=== The task ===
Return every line in the items below that contains the string "front".
— begin Task material —
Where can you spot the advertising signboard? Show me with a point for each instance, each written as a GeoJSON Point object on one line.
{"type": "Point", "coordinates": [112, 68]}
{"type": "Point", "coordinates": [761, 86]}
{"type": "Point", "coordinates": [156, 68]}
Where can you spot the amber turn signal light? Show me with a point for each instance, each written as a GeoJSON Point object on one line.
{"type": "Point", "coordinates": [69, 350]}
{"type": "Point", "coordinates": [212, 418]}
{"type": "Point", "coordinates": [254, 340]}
— end Task material —
— begin Task material —
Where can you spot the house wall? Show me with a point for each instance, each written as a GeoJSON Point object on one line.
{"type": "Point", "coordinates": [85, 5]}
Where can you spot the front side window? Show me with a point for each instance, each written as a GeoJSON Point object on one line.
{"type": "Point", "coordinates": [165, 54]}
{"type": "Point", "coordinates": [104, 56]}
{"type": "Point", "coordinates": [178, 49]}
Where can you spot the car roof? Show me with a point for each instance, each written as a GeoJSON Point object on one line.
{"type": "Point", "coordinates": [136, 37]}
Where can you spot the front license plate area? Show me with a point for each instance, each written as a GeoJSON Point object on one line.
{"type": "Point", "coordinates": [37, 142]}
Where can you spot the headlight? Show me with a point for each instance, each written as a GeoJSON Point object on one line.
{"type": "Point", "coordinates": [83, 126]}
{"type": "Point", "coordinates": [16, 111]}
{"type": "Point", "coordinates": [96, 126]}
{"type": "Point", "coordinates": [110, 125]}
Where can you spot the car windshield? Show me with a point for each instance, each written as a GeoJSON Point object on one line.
— end Task material —
=== Task response ===
Where can you spot the front side window? Show me with a point for each instance, each written as a GeoJSON Point object on one line.
Where can you spot the front license plate area? Show me with a point for each instance, each written as a GeoJSON Point object on one line.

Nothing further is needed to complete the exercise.